Do this => Could you turn the items starting with the line containing "Quick question —" and going on through the line containing "[0,451,1092,1092]" into a two-column CSV with the headers "text" and "answer"? Give one row per item, put each value in a single quoted field, and replace any line breaks with spaces.
*** Task input
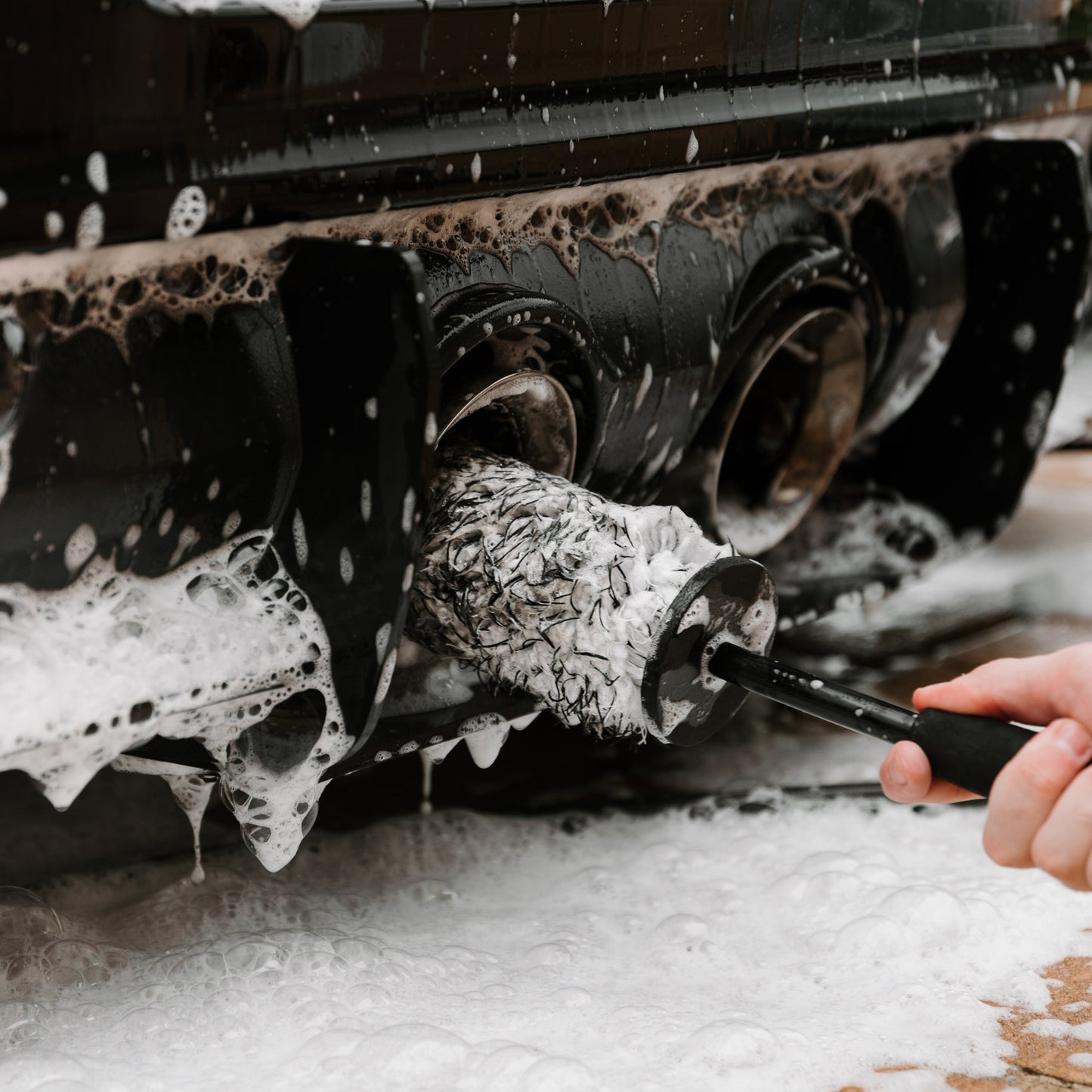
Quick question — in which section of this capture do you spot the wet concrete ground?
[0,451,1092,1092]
******
*** Task input
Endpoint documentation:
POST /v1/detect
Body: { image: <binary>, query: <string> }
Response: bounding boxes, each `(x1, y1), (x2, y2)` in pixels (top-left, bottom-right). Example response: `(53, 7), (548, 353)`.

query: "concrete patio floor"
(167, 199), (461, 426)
******
*** Task input
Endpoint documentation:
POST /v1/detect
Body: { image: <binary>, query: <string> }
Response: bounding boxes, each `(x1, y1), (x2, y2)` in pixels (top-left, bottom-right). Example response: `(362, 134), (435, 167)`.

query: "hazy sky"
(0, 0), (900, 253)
******
Result for this exercise =>
text,answer
"Quick question — in which section of this capture do you spot the wet concrete ground?","[0,451,1092,1092]"